##### Material provided #####
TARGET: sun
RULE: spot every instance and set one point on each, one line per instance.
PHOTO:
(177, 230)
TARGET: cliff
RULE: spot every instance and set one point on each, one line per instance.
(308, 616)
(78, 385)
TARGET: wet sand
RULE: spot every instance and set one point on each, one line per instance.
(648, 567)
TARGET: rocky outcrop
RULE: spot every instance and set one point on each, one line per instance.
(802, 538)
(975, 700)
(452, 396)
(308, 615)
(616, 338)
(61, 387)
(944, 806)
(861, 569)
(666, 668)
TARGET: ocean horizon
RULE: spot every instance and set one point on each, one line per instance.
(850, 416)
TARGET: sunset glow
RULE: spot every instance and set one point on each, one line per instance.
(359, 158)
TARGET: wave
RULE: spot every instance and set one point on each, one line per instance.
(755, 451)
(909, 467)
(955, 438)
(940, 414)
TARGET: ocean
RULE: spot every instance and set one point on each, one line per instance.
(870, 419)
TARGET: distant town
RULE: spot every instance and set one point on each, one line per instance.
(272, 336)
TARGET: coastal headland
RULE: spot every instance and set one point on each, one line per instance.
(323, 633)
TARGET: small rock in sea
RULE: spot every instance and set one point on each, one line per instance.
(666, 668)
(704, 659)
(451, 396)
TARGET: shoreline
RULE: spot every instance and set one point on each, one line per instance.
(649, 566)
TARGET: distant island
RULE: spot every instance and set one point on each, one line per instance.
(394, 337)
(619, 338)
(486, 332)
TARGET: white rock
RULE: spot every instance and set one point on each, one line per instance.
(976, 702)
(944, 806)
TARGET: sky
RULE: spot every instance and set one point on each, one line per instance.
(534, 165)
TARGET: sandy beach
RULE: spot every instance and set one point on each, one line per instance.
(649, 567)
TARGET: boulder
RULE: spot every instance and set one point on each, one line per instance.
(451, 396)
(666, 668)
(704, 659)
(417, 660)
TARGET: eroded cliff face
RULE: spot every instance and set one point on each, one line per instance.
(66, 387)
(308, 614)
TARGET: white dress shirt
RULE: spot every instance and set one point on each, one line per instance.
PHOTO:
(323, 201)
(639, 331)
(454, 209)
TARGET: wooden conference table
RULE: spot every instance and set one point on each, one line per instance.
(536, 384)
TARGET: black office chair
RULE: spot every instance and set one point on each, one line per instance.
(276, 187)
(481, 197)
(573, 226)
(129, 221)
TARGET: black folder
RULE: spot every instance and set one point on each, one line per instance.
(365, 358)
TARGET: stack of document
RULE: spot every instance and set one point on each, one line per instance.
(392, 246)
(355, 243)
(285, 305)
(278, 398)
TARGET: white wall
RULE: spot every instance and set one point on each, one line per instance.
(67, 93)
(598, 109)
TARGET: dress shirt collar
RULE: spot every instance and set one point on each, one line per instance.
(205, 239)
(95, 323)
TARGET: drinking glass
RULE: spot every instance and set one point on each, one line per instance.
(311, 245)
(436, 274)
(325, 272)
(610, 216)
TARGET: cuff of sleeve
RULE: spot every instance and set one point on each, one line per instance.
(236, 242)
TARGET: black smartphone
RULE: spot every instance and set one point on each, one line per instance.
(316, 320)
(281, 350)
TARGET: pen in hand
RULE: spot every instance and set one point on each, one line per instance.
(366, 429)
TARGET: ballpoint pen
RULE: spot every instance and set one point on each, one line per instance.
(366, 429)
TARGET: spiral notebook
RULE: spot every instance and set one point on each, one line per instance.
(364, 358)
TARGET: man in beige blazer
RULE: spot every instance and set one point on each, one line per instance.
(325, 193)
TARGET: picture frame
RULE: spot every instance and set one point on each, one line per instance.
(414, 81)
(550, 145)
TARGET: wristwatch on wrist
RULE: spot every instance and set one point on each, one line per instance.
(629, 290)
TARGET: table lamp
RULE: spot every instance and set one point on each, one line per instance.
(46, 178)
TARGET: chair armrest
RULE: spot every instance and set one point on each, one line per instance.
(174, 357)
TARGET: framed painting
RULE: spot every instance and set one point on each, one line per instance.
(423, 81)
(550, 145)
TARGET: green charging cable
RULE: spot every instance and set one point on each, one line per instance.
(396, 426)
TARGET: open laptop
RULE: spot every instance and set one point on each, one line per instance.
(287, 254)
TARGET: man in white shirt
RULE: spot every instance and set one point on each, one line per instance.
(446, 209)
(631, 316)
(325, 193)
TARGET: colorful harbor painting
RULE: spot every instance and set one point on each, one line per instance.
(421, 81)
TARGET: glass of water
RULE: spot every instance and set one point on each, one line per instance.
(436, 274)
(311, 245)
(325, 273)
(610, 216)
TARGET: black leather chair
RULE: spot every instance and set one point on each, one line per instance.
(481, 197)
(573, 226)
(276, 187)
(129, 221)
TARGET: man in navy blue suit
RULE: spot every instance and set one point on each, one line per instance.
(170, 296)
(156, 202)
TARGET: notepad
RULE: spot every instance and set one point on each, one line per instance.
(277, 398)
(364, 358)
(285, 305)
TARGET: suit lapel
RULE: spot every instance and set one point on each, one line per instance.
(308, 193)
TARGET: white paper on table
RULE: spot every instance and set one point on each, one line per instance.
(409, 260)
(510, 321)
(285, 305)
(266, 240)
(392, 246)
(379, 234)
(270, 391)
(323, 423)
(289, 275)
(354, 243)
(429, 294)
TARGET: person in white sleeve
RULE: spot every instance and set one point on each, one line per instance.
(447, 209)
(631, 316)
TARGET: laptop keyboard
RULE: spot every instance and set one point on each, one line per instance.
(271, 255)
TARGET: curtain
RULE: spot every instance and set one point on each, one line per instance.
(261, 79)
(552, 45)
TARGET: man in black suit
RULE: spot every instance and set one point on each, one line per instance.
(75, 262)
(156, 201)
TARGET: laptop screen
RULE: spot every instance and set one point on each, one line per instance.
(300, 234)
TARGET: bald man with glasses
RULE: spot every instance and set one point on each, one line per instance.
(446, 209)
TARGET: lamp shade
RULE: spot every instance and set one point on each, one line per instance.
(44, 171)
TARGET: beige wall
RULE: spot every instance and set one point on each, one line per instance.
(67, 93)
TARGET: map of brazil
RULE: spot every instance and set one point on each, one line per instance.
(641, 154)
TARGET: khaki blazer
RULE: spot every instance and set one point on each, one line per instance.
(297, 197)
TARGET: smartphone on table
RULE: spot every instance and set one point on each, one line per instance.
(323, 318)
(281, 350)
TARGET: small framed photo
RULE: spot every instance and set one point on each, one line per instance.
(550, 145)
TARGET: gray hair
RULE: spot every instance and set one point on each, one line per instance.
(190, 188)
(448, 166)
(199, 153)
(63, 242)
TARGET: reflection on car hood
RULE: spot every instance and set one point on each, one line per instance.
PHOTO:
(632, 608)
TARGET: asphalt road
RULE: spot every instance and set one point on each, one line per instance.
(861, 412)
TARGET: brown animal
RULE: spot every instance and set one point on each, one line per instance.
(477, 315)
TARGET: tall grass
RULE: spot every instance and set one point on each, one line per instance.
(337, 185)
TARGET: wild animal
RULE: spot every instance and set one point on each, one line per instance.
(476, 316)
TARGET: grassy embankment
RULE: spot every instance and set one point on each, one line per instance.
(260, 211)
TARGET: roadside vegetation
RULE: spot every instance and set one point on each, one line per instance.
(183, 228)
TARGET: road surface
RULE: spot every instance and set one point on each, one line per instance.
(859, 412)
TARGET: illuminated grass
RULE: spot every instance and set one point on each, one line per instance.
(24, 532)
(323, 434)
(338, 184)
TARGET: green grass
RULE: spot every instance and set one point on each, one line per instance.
#####
Please put every line of the records above into a Markdown table with the columns Row and Line, numbering the rows in order and leaving out blank lines.

| Row | Line |
|---|---|
| 1 | TARGET: sun |
| 2 | RULE: spot every instance and set one point on each, one line per instance. |
| 3 | PHOTO: |
| 4 | (177, 230) |
| 5 | TARGET: cliff |
| 6 | RULE: spot every instance and set one point on each, one line per instance. |
| 7 | (308, 616) |
| 8 | (78, 385) |
| 9 | TARGET: wet sand |
| 10 | RULE: spot every instance and set one point on each, one line per instance. |
| 11 | (648, 567) |
| 12 | TARGET: rocky outcrop |
| 13 | RULE: spot every instance and set one point on each, one line per instance. |
| 14 | (802, 538) |
| 15 | (975, 700) |
| 16 | (452, 396) |
| 17 | (308, 615) |
| 18 | (616, 338) |
| 19 | (61, 387) |
| 20 | (944, 806) |
| 21 | (861, 569) |
| 22 | (666, 668) |
| 23 | TARGET: ocean horizon |
| 24 | RULE: spot every instance and set one point on each, one line per instance. |
| 25 | (850, 416) |
| 26 | TARGET: sunset glow |
| 27 | RULE: spot every instance and set one point on each, one line per instance. |
| 28 | (359, 158) |
| 29 | TARGET: wave |
| 30 | RULE: spot every instance and set one point on each, one line per instance. |
| 31 | (755, 451) |
| 32 | (909, 467) |
| 33 | (955, 438) |
| 34 | (940, 414) |
| 35 | TARGET: ocean |
| 36 | RULE: spot every instance and set one point on each, one line per instance. |
| 37 | (870, 419) |
| 38 | TARGET: distant town |
| 39 | RULE: spot every instance and set one point on each, one line per instance. |
| 40 | (272, 336) |
| 41 | TARGET: coastal headland |
| 42 | RULE: spot every instance and set one point on each, one line per instance. |
| 43 | (323, 633) |
| 44 | TARGET: small rock in sea |
| 45 | RULE: spot every instance and set one point on each, one line per instance. |
| 46 | (666, 668) |
| 47 | (704, 659) |
| 48 | (451, 396) |
| 49 | TARGET: shoreline |
| 50 | RULE: spot every instance and set one point on each, one line per instance. |
| 51 | (649, 566) |
| 52 | TARGET: distant island |
| 53 | RULE: spot every instance and set one point on each, one line per instance. |
| 54 | (394, 337) |
| 55 | (619, 338) |
| 56 | (486, 332) |
| 57 | TARGET: white rock |
| 58 | RULE: spot every instance and set one point on each, one line per instance. |
| 59 | (976, 702) |
| 60 | (944, 806) |
| 61 | TARGET: sky |
| 62 | RULE: spot every instance and set one point on each, one line per instance. |
| 63 | (534, 165) |
| 64 | TARGET: sandy beach |
| 65 | RULE: spot every instance and set one point on each, one line per instance. |
| 66 | (649, 567) |
| 67 | TARGET: boulder |
| 68 | RULE: spot every instance and set one point on each, one line per instance. |
| 69 | (451, 396) |
| 70 | (666, 668) |
| 71 | (704, 659) |
| 72 | (417, 660) |
| 73 | TARGET: eroded cliff face |
| 74 | RULE: spot every instance and set one point on each, one line per instance. |
| 75 | (66, 387) |
| 76 | (308, 614) |
| 77 | TARGET: white dress shirt |
| 78 | RULE: spot every instance and set one point on each, one line per instance. |
| 79 | PHOTO: |
| 80 | (323, 201) |
| 81 | (639, 331) |
| 82 | (454, 209) |
| 83 | TARGET: wooden conference table |
| 84 | RULE: spot every instance and set one point on each, one line per instance. |
| 85 | (536, 384) |
| 86 | TARGET: black office chair |
| 87 | RULE: spot every instance and set one point on each, one line per instance. |
| 88 | (276, 187) |
| 89 | (481, 197) |
| 90 | (573, 226) |
| 91 | (129, 221) |
| 92 | TARGET: black folder |
| 93 | RULE: spot every instance and set one point on each, one line per instance. |
| 94 | (365, 358) |
| 95 | TARGET: stack of document |
| 96 | RULE: spot every instance and set one point on each, one line per instance. |
| 97 | (392, 246) |
| 98 | (355, 243) |
| 99 | (285, 305) |
| 100 | (278, 398) |
| 101 | TARGET: white wall |
| 102 | RULE: spot every instance and set one point on each, one line per instance. |
| 103 | (67, 93) |
| 104 | (598, 109) |
| 105 | TARGET: dress shirt collar |
| 106 | RULE: spot every instance and set one point on each, one line per instance. |
| 107 | (205, 239) |
| 108 | (95, 323) |
| 109 | TARGET: drinking glass |
| 110 | RULE: spot every instance and set one point on each, one line per instance. |
| 111 | (311, 245) |
| 112 | (436, 274) |
| 113 | (325, 272) |
| 114 | (610, 216) |
| 115 | TARGET: cuff of sleeve |
| 116 | RULE: spot every instance and set one point on each, one line per instance. |
| 117 | (236, 242) |
| 118 | TARGET: black smartphone |
| 119 | RULE: spot every instance and set one point on each, one line per instance. |
| 120 | (316, 320) |
| 121 | (281, 350) |
| 122 | TARGET: pen in hand |
| 123 | RULE: spot every instance and set one point on each, one line per instance. |
| 124 | (366, 429) |
| 125 | TARGET: ballpoint pen |
| 126 | RULE: spot every instance and set one point on each, one line per instance. |
| 127 | (366, 429) |
| 128 | TARGET: spiral notebook |
| 129 | RULE: spot every instance and set one point on each, one line per instance. |
| 130 | (364, 358) |
| 131 | TARGET: man in beige blazer |
| 132 | RULE: spot every instance and set one point on each, one line per instance. |
| 133 | (325, 193) |
| 134 | TARGET: picture frame |
| 135 | RULE: spot every instance and set one point on each, one line per instance. |
| 136 | (414, 81) |
| 137 | (550, 145) |
| 138 | TARGET: wristwatch on wrist |
| 139 | RULE: spot every instance and set one point on each, one line per instance. |
| 140 | (629, 290) |
| 141 | TARGET: table lamp |
| 142 | RULE: spot every instance and set one point on each, one line per instance. |
| 143 | (46, 178) |
| 144 | TARGET: chair armrest |
| 145 | RULE: spot every instance and set one point on each, one line per instance. |
| 146 | (174, 357) |
| 147 | TARGET: framed painting |
| 148 | RULE: spot every instance and set one point on each, one line per instance. |
| 149 | (423, 81) |
| 150 | (550, 145) |
| 151 | TARGET: green charging cable |
| 152 | RULE: spot every instance and set one point on each, one line per instance. |
| 153 | (396, 426) |
| 154 | TARGET: open laptop |
| 155 | RULE: spot every instance and set one point on each, one line per instance. |
| 156 | (287, 254) |
| 157 | TARGET: man in white shirt |
| 158 | RULE: spot every instance and set one point on each, one line per instance. |
| 159 | (446, 209) |
| 160 | (631, 316) |
| 161 | (325, 193) |
| 162 | TARGET: colorful harbor painting |
| 163 | RULE: spot every instance and set one point on each, one line per instance. |
| 164 | (421, 81) |
| 165 | TARGET: glass of water |
| 166 | RULE: spot every instance and set one point on each, one line per instance. |
| 167 | (436, 274) |
| 168 | (311, 245) |
| 169 | (325, 273) |
| 170 | (610, 216) |
| 171 | TARGET: black leather chair |
| 172 | RULE: spot every instance and set one point on each, one line per instance. |
| 173 | (481, 197) |
| 174 | (573, 226) |
| 175 | (276, 187) |
| 176 | (129, 221) |
| 177 | TARGET: man in navy blue suit |
| 178 | RULE: spot every instance and set one point on each, one line per instance. |
| 179 | (170, 296) |
| 180 | (156, 202) |
| 181 | TARGET: notepad |
| 182 | RULE: spot every instance and set one point on each, one line per instance. |
| 183 | (277, 398) |
| 184 | (364, 358) |
| 185 | (285, 305) |
| 186 | TARGET: suit lapel |
| 187 | RULE: spot every instance and set one point on each, one line per instance. |
| 188 | (308, 193) |
| 189 | TARGET: white paper on table |
| 190 | RULE: spot every instance and set one point on each, one line per instance. |
| 191 | (409, 260) |
| 192 | (510, 321) |
| 193 | (285, 305) |
| 194 | (266, 240) |
| 195 | (392, 246) |
| 196 | (379, 234) |
| 197 | (270, 391) |
| 198 | (323, 423) |
| 199 | (289, 275) |
| 200 | (354, 243) |
| 201 | (429, 294) |
| 202 | TARGET: person in white sleeve |
| 203 | RULE: spot every instance and set one point on each, one line per instance. |
| 204 | (447, 209) |
| 205 | (631, 316) |
| 206 | TARGET: laptop keyboard |
| 207 | RULE: spot every instance and set one point on each, one line per instance. |
| 208 | (271, 255) |
| 209 | TARGET: curtain |
| 210 | RULE: spot every instance and set one point on each, one line per instance. |
| 211 | (261, 79) |
| 212 | (552, 45) |
| 213 | TARGET: man in black suit |
| 214 | RULE: spot every instance and set one point on each, one line per instance. |
| 215 | (75, 262) |
| 216 | (156, 201) |
| 217 | TARGET: laptop screen |
| 218 | RULE: spot every instance and set one point on each, one line per instance. |
| 219 | (300, 234) |
| 220 | TARGET: bald man with glasses |
| 221 | RULE: spot every instance and set one point on each, one line per instance. |
| 222 | (446, 209) |
| 223 | TARGET: lamp shade |
| 224 | RULE: spot every instance and set one point on each, one line per instance. |
| 225 | (44, 171) |
| 226 | TARGET: beige wall |
| 227 | RULE: spot every instance and set one point on each, one line per instance. |
| 228 | (67, 93) |
| 229 | TARGET: map of brazil |
| 230 | RULE: spot every instance and set one point on each, one line per instance. |
| 231 | (641, 154) |
| 232 | TARGET: khaki blazer |
| 233 | RULE: spot every instance and set one point on each, one line per instance. |
| 234 | (297, 197) |
| 235 | TARGET: smartphone on table |
| 236 | RULE: spot every instance and set one point on each, one line per instance. |
| 237 | (323, 318) |
| 238 | (281, 350) |
| 239 | TARGET: small framed photo |
| 240 | RULE: spot every instance and set one point on each, one line per instance. |
| 241 | (550, 145) |
| 242 | TARGET: gray hair |
| 243 | RULE: spot every instance and set one point on each, one line per instance. |
| 244 | (190, 188) |
| 245 | (448, 166) |
| 246 | (199, 153) |
| 247 | (63, 242) |
| 248 | TARGET: reflection on car hood |
| 249 | RULE: spot every instance and set one point on each, one line per instance. |
| 250 | PHOTO: |
| 251 | (632, 608) |
| 252 | TARGET: asphalt road |
| 253 | RULE: spot every instance and set one point on each, one line per instance. |
| 254 | (861, 412) |
| 255 | TARGET: brown animal |
| 256 | RULE: spot every instance and set one point on each, one line per instance. |
| 257 | (477, 315) |
| 258 | TARGET: tall grass |
| 259 | RULE: spot every instance and set one point on each, one line per instance. |
| 260 | (337, 185) |
| 261 | TARGET: wild animal |
| 262 | RULE: spot every instance and set one point on each, one line per instance. |
| 263 | (476, 316) |
| 264 | TARGET: grassy embankment |
| 265 | RULE: spot every instance and set one point on each, one line per instance. |
| 266 | (260, 211) |
| 267 | TARGET: roadside vegetation |
| 268 | RULE: spot every instance and set one point on each, one line per instance. |
| 269 | (183, 228) |
| 270 | TARGET: road surface |
| 271 | RULE: spot every instance and set one point on each, one line per instance. |
| 272 | (859, 412) |
| 273 | TARGET: illuminated grass |
| 274 | RULE: spot every instance and set one point on each, one line per instance. |
| 275 | (24, 532) |
| 276 | (323, 434) |
| 277 | (338, 184) |
| 278 | TARGET: green grass |
| 279 | RULE: spot every instance and set one point on each, one line per instance. |